>> Begin DATA FOR PROCESSING
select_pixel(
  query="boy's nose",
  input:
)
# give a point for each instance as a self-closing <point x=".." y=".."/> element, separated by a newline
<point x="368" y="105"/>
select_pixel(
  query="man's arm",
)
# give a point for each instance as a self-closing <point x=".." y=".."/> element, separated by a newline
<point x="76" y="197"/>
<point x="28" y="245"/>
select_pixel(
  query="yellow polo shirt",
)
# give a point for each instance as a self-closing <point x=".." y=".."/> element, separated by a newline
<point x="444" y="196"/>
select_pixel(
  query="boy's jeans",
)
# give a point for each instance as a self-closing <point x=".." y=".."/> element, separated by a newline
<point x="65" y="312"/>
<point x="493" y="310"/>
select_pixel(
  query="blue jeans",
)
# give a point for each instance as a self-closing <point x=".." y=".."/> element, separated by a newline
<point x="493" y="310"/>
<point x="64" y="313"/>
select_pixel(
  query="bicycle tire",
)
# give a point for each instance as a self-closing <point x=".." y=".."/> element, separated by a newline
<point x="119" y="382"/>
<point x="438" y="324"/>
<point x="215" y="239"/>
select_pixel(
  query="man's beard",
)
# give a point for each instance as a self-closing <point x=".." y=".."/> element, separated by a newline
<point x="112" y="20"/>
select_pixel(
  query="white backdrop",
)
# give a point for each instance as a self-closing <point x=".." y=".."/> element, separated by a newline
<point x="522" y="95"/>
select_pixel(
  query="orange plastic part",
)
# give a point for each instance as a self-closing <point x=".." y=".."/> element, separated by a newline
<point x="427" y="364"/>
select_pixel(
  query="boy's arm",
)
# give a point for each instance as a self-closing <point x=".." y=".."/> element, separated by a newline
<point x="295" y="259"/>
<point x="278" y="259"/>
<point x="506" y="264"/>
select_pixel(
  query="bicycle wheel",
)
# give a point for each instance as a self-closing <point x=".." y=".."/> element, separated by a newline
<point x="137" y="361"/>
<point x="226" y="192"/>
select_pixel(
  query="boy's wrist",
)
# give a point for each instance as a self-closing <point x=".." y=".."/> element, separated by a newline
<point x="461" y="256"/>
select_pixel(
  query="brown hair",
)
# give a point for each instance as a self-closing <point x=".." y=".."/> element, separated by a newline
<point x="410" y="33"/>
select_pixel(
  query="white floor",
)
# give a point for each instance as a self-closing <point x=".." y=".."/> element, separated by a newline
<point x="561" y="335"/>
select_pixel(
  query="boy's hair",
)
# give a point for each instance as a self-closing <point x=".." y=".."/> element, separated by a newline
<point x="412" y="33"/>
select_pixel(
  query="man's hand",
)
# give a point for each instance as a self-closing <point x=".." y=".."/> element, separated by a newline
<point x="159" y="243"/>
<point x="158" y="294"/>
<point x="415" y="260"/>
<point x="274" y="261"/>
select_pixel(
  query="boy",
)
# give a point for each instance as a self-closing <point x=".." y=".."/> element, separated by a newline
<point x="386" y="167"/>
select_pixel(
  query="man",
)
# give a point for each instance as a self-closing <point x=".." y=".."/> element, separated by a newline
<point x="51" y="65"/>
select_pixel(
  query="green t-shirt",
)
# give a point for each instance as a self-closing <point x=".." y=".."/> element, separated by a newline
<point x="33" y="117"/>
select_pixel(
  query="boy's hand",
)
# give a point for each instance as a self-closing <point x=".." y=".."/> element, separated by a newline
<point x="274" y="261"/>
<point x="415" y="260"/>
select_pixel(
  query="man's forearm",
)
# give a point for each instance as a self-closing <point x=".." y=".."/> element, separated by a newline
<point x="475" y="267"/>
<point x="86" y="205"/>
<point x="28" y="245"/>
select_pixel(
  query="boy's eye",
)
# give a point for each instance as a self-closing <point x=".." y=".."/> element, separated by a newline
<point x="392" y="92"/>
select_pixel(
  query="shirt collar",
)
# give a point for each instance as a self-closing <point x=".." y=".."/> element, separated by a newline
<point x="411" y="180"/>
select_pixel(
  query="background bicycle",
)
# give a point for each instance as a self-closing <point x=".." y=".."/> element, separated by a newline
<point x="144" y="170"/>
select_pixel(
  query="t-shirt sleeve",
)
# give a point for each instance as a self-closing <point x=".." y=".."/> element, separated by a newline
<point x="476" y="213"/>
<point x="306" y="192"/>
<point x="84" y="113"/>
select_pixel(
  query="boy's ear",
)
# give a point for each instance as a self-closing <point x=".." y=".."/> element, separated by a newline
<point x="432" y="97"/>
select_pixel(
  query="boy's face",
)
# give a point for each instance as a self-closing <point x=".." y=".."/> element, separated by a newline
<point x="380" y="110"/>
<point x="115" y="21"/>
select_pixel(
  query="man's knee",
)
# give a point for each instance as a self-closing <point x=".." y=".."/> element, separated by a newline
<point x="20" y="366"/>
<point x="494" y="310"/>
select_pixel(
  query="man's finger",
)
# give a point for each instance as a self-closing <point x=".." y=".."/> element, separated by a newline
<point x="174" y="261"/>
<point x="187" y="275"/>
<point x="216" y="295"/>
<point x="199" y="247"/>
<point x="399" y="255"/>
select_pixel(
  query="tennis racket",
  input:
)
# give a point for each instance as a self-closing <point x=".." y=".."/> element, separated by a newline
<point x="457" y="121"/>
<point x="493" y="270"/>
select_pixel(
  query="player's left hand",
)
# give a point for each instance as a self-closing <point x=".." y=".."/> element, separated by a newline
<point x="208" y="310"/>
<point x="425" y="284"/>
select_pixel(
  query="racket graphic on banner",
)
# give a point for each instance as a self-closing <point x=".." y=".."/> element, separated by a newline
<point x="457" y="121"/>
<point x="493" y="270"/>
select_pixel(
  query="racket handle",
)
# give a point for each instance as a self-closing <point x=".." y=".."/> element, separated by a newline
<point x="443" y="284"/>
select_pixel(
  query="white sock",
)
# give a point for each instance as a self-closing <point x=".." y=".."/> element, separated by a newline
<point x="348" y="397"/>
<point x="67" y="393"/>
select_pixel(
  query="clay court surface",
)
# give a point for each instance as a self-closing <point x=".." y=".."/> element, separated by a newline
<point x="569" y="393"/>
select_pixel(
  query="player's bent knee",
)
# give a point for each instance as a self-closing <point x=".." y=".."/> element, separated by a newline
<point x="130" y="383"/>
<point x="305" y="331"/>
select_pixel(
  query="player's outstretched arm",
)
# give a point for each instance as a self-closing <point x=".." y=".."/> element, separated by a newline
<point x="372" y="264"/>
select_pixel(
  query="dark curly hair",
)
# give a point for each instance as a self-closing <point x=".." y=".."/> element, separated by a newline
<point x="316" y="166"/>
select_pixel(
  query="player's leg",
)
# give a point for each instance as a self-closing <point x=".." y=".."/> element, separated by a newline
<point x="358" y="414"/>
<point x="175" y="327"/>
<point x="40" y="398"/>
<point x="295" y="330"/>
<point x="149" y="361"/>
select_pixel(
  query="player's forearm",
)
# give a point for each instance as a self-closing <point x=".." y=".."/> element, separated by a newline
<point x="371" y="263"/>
>> End DATA FOR PROCESSING
_WHAT THIS TASK INVOLVES:_ Extract the full listing above without alteration.

_SOLUTION:_
select_pixel(
  query="boy's nose",
  input:
)
# give a point for each instance as a self-closing <point x=".." y=".."/> element, separated by a newline
<point x="368" y="105"/>
select_pixel(
  query="man's arm",
)
# give a point for each instance as a self-closing <point x=".." y=".."/> element, separated by a newline
<point x="76" y="197"/>
<point x="28" y="245"/>
select_pixel(
  query="yellow polo shirt",
)
# give a point for each instance as a self-closing <point x=".." y=".."/> element, separated by a newline
<point x="444" y="196"/>
select_pixel(
  query="boy's jeans",
)
# give a point for each instance as a self-closing <point x=".." y=".."/> element, separated by a newline
<point x="65" y="312"/>
<point x="493" y="310"/>
select_pixel(
  query="blue jeans",
)
# give a point for each instance as a self-closing <point x=".." y=".."/> element, separated by a newline
<point x="493" y="310"/>
<point x="64" y="313"/>
select_pixel(
  query="bicycle tire",
)
# give a point for each instance as a self-closing <point x=".." y=".."/> element, separated by a newline
<point x="119" y="382"/>
<point x="438" y="324"/>
<point x="215" y="239"/>
select_pixel(
  query="man's beard",
)
# give a point for each instance as a self-closing <point x=".." y=".."/> element, separated by a newline
<point x="112" y="20"/>
select_pixel(
  query="white backdrop",
)
# give a point for each instance as a self-closing <point x=".." y=".."/> element, separated by a newline
<point x="522" y="95"/>
select_pixel(
  query="orange plastic part",
)
# give a point for each instance as a self-closing <point x=".." y=".."/> element, separated by a newline
<point x="427" y="364"/>
select_pixel(
  query="boy's arm",
)
# give a point for each instance as a self-closing <point x=".." y=".."/> element, separated by a newline
<point x="295" y="259"/>
<point x="278" y="259"/>
<point x="506" y="264"/>
select_pixel(
  query="bicycle wheel",
)
# give a point for each instance as a self-closing <point x=".." y=".."/> element, separated by a newline
<point x="137" y="361"/>
<point x="226" y="192"/>
select_pixel(
  query="boy's wrist",
)
# give a point for each instance as a self-closing <point x=".." y=".."/> element, separated by a newline
<point x="461" y="256"/>
select_pixel(
  query="brown hair",
)
# give a point for each instance as a self-closing <point x=".." y=".."/> element, separated by a newline
<point x="410" y="33"/>
select_pixel(
  query="white floor",
)
# give a point for each instance as a self-closing <point x=".." y=".."/> element, separated by a newline
<point x="561" y="335"/>
select_pixel(
  query="boy's hair",
)
# give a point for each instance as a self-closing <point x=".." y=".."/> element, separated by a newline
<point x="412" y="33"/>
select_pixel(
  query="man's hand",
)
# give a point for each instance as a self-closing <point x=".." y=".."/> element, separated by a newline
<point x="159" y="243"/>
<point x="158" y="294"/>
<point x="415" y="260"/>
<point x="274" y="261"/>
select_pixel(
  query="boy",
)
# give a point for each instance as a self-closing <point x=".." y=".."/> element, separated by a newline
<point x="386" y="167"/>
select_pixel(
  query="man",
)
# give a point for each instance as a self-closing <point x=".." y=".."/> element, separated by a newline
<point x="51" y="65"/>
select_pixel(
  query="green t-shirt",
)
# give a point for each instance as a self-closing <point x=".." y=".."/> element, separated by a newline
<point x="33" y="117"/>
select_pixel(
  query="boy's hand",
)
# give a point for each instance as a self-closing <point x=".." y=".."/> element, separated by a newline
<point x="274" y="261"/>
<point x="415" y="260"/>
select_pixel(
  query="man's forearm",
)
# give a point for each instance as a self-closing <point x=".." y=".."/> element, separated by a newline
<point x="475" y="267"/>
<point x="86" y="205"/>
<point x="28" y="245"/>
select_pixel(
  query="boy's eye",
)
# give a point for each instance as a self-closing <point x=".." y=".."/> element, separated by a newline
<point x="392" y="92"/>
select_pixel(
  query="shirt collar",
)
# give a point for each instance as a self-closing <point x=".." y=".."/> element, separated by a newline
<point x="411" y="180"/>
select_pixel(
  query="background bicycle",
)
# give a point for each instance as a self-closing <point x=".." y=".."/> element, separated by a newline
<point x="144" y="170"/>
select_pixel(
  query="t-shirt sleeve",
)
# give a point for each instance as a self-closing <point x=".." y=".."/> element, separated by a newline
<point x="476" y="213"/>
<point x="306" y="192"/>
<point x="84" y="113"/>
select_pixel(
  query="boy's ear",
)
# give a point for each instance as a self-closing <point x=".." y=".."/> element, separated by a newline
<point x="432" y="97"/>
select_pixel(
  query="boy's face",
)
# give a point for each instance as a self-closing <point x=".." y=".."/> element, separated by a newline
<point x="380" y="110"/>
<point x="115" y="21"/>
select_pixel(
  query="man's knee",
)
# give a point for each instance as a self-closing <point x=".." y=".."/> element, separated by a newline
<point x="20" y="366"/>
<point x="494" y="310"/>
select_pixel(
  query="man's finger",
)
# give a point for each instance as a self-closing <point x=".." y=".."/> element, separated by a newline
<point x="174" y="261"/>
<point x="187" y="275"/>
<point x="216" y="295"/>
<point x="199" y="247"/>
<point x="399" y="255"/>
select_pixel(
  query="tennis racket",
  input:
)
# give a point for each instance as a self-closing <point x=".." y=".."/> element, separated by a newline
<point x="457" y="121"/>
<point x="493" y="270"/>
select_pixel(
  query="player's left hand",
)
# give a point for each instance as a self-closing <point x=".." y=".."/> element, separated by a newline
<point x="208" y="310"/>
<point x="425" y="284"/>
select_pixel(
  query="racket graphic on banner",
)
# give a point for each instance as a self-closing <point x=".." y=".."/> element, separated by a newline
<point x="457" y="121"/>
<point x="493" y="270"/>
select_pixel(
  query="racket handle",
)
# give a point for each instance as a self-closing <point x=".." y=".."/> element, separated by a newline
<point x="443" y="284"/>
select_pixel(
  query="white sock",
)
# give a point for each instance as a self-closing <point x=".." y=".."/> element, separated by a newline
<point x="348" y="397"/>
<point x="67" y="393"/>
select_pixel(
  query="clay court surface",
)
# give a point for each instance as a self-closing <point x=".." y=".."/> element, separated by a newline
<point x="569" y="393"/>
select_pixel(
  query="player's bent knee",
)
# give a point for each instance as a self-closing <point x=".." y=".."/> element, separated by a newline
<point x="130" y="383"/>
<point x="305" y="331"/>
select_pixel(
  query="player's outstretched arm",
)
# give a point for each instance as a self-closing <point x=".." y=".."/> element, separated by a newline
<point x="372" y="264"/>
select_pixel(
  query="dark curly hair",
)
# give a point for each instance as a self-closing <point x=".." y=".."/> element, separated by a newline
<point x="316" y="166"/>
select_pixel(
  query="player's leg",
)
# give a point for each instance as a self-closing <point x=".." y=".."/> element, separated by a newline
<point x="358" y="414"/>
<point x="175" y="327"/>
<point x="40" y="398"/>
<point x="295" y="330"/>
<point x="149" y="361"/>
select_pixel(
  query="player's forearm",
)
# give a point for each instance as a self-closing <point x=".." y=".."/> element, separated by a newline
<point x="371" y="263"/>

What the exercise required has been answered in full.